Omit the pictures, and output the rest of the entries exactly as written.
====== Source records
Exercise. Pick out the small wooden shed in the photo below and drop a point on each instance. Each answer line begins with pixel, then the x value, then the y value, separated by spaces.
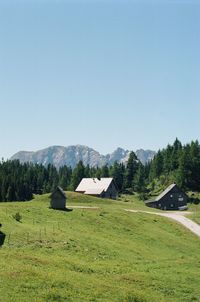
pixel 58 199
pixel 172 198
pixel 99 187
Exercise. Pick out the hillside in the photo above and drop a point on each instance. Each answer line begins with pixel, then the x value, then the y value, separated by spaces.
pixel 103 254
pixel 71 155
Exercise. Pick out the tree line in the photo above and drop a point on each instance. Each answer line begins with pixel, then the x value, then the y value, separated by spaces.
pixel 176 163
pixel 18 182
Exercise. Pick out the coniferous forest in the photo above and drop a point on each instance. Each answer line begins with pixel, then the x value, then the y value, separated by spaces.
pixel 176 163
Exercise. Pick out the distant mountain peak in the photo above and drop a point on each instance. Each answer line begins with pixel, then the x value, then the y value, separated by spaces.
pixel 71 155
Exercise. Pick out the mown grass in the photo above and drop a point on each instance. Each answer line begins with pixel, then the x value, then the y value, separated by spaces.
pixel 103 254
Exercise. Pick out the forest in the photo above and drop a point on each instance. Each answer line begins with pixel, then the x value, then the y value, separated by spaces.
pixel 176 163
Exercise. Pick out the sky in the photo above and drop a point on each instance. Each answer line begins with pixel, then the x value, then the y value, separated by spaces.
pixel 105 74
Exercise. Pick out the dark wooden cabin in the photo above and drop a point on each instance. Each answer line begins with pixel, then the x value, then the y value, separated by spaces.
pixel 58 199
pixel 173 198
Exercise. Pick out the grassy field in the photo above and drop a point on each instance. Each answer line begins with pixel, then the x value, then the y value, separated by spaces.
pixel 103 254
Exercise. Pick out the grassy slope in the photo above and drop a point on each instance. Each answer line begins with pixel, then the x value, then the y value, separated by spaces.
pixel 95 255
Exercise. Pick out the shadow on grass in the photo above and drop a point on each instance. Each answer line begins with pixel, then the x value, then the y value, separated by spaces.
pixel 62 210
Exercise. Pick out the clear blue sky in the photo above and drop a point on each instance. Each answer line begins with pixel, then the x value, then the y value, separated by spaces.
pixel 99 73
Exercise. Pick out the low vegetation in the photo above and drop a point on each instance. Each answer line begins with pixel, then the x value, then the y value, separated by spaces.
pixel 102 254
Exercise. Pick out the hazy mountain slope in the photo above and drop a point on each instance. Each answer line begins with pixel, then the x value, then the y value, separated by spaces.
============
→ Response to the task:
Exercise. Pick out the small wooden shed in the photo below and drop a point on each instance. Each answer line begins with pixel, then the x value, then the y value, separated by spaces.
pixel 58 199
pixel 172 198
pixel 99 187
Exercise. Pick out the hillside in the photo above and drop a point on each instance. Each answer line begins with pixel, then the x value, then the y value, separated by spaces.
pixel 103 254
pixel 71 155
Exercise. Pick out the tree line in the photo above and drop a point on each instance. Each answer line begins with pixel, then the x value, then the y value, separated by spaces.
pixel 176 163
pixel 18 182
Exercise. Pick out the coniferous forest in the photo above and drop a point on each instance. Each answer line begins with pixel, then the x value, then the y value, separated by spaces.
pixel 176 163
Exercise. Pick out the distant mountain peak in the photo above and drop a point on each instance. Each answer line begins with pixel, then the x value, then the y value, separated by spaces.
pixel 71 155
Exercise. Pick out the mown grass in the photo above and drop a point on each instance. Each answer line begins with pixel, then the x value, then the y value, separated by spaces.
pixel 103 254
Exercise. Pick out the forest in the photo above and drop a point on each instance. Each answer line begins with pixel, then the x value, then the y value, separated by spaces.
pixel 176 163
Exercise. Pick out the sky in the photo above and drop a point on each instance. Each answer line begins with pixel, then the x value, then the y value, separated by spaces.
pixel 105 74
Exercise. Pick out the dark wooden cabin in the photo above and drop a point on each instance. Each answer line begins with pixel, then the x value, then the y value, separated by spaces.
pixel 58 199
pixel 173 198
Exercise. Pick out the grassy field in the photo above and drop a point on each instance. Each answer line begins with pixel, then the x value, then the y value, separated by spaces.
pixel 103 254
Exercise. Pick out the grassy slope in the photo above and drop a point on each instance. Each answer line begins with pixel, then the x value, then the y value, separated by spaces.
pixel 95 255
Exercise. Pick out the shadow on grass in the photo above and drop a point on each instance. Each answer line begins with pixel, then the x value, then the y value, separated by spaces.
pixel 62 210
Exercise. Pick out the clear blue sky in the photo above and drop a point on each instance. Each answer line begins with pixel, then the x value, then the y value, separated by spaces.
pixel 99 73
Exercise. Pick out the low vegetation in the photo above and drop a point on each instance. Each answer line begins with pixel, then the x value, then the y value, separated by spaces.
pixel 102 254
Exercise. Pick out the hazy mountain slope in the photo above and drop a point on each instance. Each answer line begins with pixel, then the x value, then the y value, separated by spaces.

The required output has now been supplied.